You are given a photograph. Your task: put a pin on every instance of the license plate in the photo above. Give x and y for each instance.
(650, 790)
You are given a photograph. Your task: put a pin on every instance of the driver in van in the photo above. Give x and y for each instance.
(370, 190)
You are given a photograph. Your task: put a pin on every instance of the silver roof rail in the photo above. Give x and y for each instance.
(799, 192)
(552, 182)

+-------+

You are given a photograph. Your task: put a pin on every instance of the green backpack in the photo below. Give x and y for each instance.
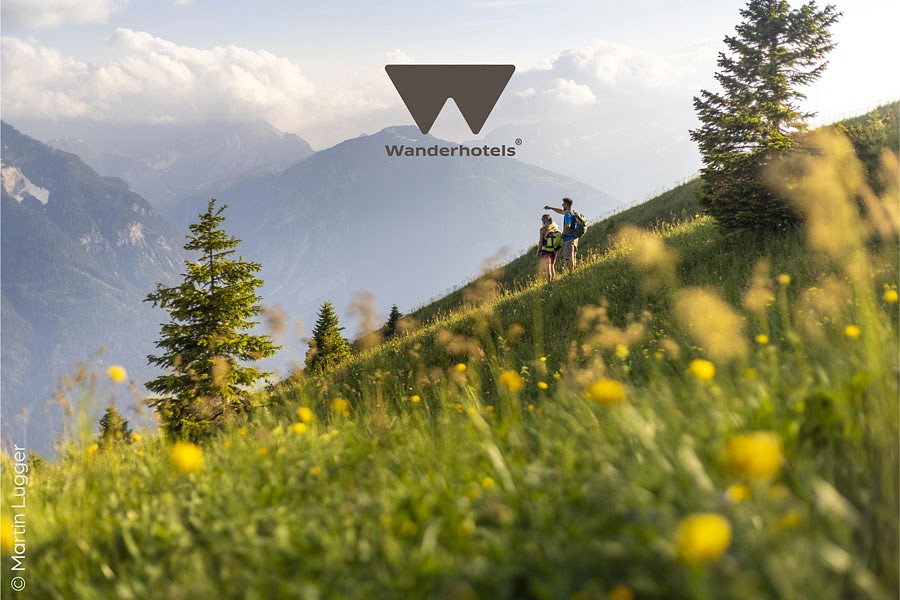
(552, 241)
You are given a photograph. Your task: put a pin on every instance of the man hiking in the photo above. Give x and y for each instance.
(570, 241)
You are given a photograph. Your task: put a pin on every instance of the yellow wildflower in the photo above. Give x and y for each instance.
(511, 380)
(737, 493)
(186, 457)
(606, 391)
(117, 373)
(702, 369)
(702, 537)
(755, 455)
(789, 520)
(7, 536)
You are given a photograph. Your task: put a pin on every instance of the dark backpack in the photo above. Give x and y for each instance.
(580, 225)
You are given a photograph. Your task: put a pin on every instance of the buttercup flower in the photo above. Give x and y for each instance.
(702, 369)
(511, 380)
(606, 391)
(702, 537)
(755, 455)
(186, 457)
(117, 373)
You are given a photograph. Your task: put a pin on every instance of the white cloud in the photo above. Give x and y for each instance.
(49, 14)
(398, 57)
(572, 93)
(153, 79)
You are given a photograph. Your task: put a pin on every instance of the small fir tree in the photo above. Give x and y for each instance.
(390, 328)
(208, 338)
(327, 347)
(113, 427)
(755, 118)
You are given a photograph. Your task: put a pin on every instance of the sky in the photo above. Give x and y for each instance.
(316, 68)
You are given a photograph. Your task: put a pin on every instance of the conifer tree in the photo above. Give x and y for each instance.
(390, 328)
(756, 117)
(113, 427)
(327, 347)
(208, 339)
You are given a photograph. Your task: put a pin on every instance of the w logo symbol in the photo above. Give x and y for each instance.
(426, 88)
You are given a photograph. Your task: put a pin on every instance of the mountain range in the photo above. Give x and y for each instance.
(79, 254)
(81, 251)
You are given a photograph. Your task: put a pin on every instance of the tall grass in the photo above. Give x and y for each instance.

+-------+

- [PROBLEM DESCRIPTION]: Working from the material above, restate word for word the lines between the line with "of the small" and the line with "of the tall", both included, and only those.

- [RESPONSE TO THIS TASK]:
You are given a photograph. Your task: put a pin on every instance of the small fir tree in the photo above. Give x and y for each instance.
(390, 328)
(208, 338)
(327, 347)
(113, 427)
(755, 118)
You are given a photograph. Your task: put a pin on every instance of the sky in the photo above. Give x and y for each instance.
(316, 68)
You are given a photograph. Your task: put a pin on every instance of the conifer tree in the photo above. Give x and y for each instance.
(390, 328)
(756, 117)
(113, 427)
(327, 347)
(208, 339)
You are given a photograph. Your task: put a pin on every instance of the w logo symbol in the photo above. Give x and y for each instance.
(426, 88)
You are given a photograph. Your task: put a pin on every instance of the mountain range in the photo above. Give x and y for each instance.
(79, 254)
(81, 251)
You are given a photograph. Your task: put a pin on every instance of the tall grass in the photo above. Give x and y for each instance.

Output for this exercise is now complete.